[GIVEN PROBLEM 1]
According to the excerpt on August 2025 government spending and inflation, what was Rwanda's annual headline inflation in August 2025?

[TEXT EXCERPT]
※

Total Government expenditure4 during the month of August 2025 amounted to Shs 3,149.07 billion which is 2.1% higher than the programmed Shs 3,083.87 billion for the month. This was partly on account of some expenses that were for July 2025 being effected in August 2025 following accomplishment of all the requisite budget processes at the beginning of the financial year that had been pending in July 2025.
In the month of August 2025, Government spent a total of Shs 418.93 billion on acquisition of non-financial assets including roads and bridges as well as other development projects. However, this amount was Shs 134.21 billion lower than the Shs 553.14 billion that had been projected to be spent during the month.
East African Community5
Annual headline inflation in August 2025 differed across the EAC Partner States. While Uganda’s inflation remained unchanged at 3.8 percent, inflation for Kenya and Tanzania edged upwards in August 2025 to 4.5 percent and 3.4 percent from 4.1 percent and 3.3 percent in July 2025, respectively. In contrast, Rwanda’s inflation reduced to 6.4 percent in August 2025, down from 7.2 percent the previous month. Similarly, Burundi’s annual headline inflation declined in July 2025 to 38.8 percent, down from 41.6 percent the previous month.

※

[SOURCE RECORDS]
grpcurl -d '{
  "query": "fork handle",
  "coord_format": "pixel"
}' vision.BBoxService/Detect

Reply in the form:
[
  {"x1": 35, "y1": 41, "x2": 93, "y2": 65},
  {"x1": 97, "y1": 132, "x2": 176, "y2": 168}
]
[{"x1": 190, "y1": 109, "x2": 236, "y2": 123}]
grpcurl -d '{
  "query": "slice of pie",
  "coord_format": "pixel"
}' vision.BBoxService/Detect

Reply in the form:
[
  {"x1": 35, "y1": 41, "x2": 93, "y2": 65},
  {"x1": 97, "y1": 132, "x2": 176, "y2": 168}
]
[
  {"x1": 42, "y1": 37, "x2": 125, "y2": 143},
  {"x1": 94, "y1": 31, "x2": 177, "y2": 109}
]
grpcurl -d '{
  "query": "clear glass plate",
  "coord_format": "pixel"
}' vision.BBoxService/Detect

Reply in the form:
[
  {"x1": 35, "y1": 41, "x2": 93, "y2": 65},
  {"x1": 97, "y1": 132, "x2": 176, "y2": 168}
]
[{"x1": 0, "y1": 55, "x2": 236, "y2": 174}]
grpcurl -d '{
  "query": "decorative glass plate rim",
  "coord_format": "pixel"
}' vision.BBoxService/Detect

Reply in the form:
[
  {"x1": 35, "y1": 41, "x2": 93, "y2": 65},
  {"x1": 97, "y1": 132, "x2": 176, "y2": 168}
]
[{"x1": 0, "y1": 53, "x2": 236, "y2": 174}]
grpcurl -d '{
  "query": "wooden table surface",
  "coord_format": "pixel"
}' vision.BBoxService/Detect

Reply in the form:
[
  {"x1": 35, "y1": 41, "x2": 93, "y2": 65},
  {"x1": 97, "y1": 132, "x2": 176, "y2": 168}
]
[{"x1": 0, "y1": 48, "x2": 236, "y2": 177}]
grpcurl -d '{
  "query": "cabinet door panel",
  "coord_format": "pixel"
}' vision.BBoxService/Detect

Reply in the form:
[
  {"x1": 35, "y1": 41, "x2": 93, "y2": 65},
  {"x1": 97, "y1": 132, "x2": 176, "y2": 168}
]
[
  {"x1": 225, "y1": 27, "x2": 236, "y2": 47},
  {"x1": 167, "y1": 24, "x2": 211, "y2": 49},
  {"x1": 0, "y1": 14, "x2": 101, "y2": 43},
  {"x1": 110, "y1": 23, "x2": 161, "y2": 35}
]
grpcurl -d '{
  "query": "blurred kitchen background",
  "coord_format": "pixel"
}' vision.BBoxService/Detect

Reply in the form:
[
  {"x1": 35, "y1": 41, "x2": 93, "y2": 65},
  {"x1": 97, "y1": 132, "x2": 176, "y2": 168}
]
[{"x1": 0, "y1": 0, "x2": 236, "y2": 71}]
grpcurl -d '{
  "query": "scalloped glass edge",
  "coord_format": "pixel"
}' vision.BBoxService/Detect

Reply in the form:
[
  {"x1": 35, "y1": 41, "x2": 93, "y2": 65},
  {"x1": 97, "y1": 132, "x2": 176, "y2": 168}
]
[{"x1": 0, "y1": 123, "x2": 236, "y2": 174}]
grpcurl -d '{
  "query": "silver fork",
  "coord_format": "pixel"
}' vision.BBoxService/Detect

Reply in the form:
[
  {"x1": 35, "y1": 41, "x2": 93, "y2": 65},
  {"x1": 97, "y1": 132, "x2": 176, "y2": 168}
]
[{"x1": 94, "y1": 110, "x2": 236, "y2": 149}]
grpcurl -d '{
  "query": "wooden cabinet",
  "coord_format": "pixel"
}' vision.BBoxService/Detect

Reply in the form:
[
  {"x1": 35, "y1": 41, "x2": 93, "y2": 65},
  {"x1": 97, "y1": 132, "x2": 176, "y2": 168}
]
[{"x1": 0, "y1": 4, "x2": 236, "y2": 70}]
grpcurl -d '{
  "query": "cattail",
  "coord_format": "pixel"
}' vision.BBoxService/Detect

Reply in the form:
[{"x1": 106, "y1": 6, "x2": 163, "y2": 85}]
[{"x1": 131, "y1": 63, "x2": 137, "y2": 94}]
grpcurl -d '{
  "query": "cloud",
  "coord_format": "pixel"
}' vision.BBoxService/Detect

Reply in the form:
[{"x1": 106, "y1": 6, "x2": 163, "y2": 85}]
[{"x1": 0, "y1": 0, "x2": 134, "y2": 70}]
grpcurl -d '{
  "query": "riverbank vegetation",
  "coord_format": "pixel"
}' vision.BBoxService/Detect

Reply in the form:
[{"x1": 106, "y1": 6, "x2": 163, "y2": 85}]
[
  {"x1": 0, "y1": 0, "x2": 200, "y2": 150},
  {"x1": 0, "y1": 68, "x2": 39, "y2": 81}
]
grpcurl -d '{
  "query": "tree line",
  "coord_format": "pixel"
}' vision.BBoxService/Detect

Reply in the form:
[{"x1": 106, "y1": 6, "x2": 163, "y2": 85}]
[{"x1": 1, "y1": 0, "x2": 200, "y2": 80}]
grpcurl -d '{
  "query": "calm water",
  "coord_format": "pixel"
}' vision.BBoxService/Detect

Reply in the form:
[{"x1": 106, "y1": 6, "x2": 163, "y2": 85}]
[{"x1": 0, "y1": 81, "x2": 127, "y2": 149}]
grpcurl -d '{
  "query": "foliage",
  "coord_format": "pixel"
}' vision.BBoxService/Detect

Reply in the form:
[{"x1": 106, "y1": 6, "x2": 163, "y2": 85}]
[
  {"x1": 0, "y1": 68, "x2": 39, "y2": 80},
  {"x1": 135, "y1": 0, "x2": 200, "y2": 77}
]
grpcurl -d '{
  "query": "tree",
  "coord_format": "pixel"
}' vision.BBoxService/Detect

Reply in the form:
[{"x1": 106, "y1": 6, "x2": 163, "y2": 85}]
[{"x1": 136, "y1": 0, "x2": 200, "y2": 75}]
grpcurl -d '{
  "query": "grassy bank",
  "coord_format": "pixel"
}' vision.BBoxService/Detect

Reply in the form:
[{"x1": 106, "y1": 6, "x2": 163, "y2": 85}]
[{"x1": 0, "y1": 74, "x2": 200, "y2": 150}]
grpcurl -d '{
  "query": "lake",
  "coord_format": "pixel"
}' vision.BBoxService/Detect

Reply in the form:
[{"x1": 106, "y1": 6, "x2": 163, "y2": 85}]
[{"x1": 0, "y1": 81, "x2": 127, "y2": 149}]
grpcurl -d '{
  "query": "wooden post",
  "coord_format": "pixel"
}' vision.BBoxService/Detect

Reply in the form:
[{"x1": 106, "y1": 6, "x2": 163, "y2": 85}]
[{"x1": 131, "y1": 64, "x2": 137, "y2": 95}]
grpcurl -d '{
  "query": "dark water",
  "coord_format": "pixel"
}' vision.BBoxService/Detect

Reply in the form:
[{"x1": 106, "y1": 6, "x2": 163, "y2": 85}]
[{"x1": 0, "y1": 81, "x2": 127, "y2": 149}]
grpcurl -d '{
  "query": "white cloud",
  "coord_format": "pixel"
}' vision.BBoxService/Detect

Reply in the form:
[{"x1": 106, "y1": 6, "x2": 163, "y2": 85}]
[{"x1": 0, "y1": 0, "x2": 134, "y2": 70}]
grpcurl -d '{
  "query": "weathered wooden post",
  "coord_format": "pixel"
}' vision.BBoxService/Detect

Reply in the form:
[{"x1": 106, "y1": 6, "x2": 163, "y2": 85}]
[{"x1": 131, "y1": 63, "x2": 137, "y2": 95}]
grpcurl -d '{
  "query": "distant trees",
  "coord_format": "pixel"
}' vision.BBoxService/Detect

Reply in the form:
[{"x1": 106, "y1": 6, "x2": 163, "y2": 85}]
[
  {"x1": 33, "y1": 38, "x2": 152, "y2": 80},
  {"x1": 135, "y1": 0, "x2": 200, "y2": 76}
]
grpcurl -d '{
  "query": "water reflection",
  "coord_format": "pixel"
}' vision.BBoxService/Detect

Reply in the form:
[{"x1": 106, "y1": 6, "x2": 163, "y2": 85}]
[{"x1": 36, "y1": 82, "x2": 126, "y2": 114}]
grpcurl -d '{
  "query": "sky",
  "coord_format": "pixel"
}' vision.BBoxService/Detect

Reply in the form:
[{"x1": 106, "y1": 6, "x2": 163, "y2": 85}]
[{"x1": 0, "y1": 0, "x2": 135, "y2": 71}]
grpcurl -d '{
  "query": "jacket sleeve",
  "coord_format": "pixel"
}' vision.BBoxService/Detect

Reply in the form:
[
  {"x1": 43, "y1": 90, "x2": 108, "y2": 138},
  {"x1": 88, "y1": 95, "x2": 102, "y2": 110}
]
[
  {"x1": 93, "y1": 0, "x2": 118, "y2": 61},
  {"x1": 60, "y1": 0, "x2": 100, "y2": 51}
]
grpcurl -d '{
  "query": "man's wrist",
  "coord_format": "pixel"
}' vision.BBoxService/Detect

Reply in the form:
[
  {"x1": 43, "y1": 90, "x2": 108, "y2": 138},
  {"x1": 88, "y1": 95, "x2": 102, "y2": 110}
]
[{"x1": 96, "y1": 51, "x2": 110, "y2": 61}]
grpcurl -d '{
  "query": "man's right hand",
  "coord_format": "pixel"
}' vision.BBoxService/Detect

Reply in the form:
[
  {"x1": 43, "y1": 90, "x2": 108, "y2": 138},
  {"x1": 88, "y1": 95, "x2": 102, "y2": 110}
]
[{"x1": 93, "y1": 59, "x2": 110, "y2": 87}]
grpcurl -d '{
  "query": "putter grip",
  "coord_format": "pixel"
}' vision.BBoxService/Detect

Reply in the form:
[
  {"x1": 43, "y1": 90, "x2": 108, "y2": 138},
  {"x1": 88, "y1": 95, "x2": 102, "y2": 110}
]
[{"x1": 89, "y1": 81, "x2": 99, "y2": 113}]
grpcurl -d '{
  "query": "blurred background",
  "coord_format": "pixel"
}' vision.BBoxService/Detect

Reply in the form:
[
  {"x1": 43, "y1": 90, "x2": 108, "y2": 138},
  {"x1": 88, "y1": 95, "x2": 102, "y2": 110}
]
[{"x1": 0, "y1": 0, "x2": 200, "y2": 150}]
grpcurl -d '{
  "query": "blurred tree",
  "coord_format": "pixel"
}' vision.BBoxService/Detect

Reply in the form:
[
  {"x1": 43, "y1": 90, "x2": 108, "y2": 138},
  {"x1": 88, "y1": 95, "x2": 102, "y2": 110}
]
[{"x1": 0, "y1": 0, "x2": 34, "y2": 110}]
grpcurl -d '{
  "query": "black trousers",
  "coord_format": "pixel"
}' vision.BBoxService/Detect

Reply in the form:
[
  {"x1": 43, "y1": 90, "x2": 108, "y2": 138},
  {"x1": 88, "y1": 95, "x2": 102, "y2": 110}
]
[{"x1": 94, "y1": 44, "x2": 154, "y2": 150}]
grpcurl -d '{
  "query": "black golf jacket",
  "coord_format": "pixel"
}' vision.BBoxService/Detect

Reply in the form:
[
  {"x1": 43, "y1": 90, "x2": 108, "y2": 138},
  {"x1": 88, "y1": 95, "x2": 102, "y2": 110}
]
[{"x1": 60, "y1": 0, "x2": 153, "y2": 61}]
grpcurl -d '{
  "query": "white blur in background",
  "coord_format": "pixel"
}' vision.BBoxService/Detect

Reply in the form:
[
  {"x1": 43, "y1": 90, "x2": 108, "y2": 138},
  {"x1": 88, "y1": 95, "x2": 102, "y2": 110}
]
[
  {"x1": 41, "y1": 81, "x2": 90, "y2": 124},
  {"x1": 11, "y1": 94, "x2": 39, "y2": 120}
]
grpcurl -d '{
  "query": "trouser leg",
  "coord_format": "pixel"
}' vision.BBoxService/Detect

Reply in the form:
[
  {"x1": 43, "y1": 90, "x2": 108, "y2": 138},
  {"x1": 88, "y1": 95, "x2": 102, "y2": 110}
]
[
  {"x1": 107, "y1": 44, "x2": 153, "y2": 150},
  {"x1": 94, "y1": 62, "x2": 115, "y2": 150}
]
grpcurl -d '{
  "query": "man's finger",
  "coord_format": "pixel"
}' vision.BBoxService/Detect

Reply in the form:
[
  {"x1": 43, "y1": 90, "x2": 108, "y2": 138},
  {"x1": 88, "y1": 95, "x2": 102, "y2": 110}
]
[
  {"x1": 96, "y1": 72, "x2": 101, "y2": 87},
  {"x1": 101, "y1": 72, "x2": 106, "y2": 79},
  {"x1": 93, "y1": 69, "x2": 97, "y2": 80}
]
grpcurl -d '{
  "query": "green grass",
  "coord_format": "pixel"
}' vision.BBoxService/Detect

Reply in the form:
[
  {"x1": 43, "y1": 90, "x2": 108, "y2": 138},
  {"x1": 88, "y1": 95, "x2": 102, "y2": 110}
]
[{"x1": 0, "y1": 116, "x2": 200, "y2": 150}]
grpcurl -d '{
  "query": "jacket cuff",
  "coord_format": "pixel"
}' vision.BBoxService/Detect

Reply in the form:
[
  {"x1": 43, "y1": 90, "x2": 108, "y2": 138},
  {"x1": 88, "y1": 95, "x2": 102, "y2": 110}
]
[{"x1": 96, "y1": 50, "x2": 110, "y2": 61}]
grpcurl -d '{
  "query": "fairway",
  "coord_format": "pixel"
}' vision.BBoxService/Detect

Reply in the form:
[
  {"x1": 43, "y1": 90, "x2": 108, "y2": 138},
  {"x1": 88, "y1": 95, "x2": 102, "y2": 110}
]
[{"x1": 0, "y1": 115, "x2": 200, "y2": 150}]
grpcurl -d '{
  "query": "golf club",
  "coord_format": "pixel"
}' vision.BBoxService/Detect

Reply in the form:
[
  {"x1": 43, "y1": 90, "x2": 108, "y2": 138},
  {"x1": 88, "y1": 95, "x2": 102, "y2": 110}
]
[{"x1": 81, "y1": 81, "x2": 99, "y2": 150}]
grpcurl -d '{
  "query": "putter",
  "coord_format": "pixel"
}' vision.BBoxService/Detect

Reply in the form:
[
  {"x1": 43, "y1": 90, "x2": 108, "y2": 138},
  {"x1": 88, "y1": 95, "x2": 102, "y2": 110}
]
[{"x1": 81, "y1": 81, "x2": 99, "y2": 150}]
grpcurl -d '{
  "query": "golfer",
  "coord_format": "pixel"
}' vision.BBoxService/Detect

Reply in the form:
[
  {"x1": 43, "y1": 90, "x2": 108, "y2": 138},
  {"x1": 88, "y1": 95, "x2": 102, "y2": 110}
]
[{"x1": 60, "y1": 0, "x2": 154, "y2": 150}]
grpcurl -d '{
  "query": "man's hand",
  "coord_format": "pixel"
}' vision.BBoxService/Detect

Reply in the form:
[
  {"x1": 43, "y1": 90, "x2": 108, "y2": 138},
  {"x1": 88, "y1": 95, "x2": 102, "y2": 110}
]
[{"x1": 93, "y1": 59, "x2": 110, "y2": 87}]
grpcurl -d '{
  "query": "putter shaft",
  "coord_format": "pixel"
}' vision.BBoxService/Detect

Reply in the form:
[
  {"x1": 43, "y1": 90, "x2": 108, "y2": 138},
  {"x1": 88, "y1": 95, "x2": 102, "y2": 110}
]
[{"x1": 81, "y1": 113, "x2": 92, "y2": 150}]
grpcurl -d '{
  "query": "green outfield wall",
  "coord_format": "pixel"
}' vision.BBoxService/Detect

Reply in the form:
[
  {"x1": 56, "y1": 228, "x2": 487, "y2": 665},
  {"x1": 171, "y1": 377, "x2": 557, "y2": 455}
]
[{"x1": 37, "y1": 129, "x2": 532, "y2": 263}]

※

[GIVEN PROBLEM 2]
How many lines of the records contain the word "putter"? Count it case-sensitively and give only the number.

[EXPECTED OUTPUT 1]
6.4 percent

[EXPECTED OUTPUT 2]
3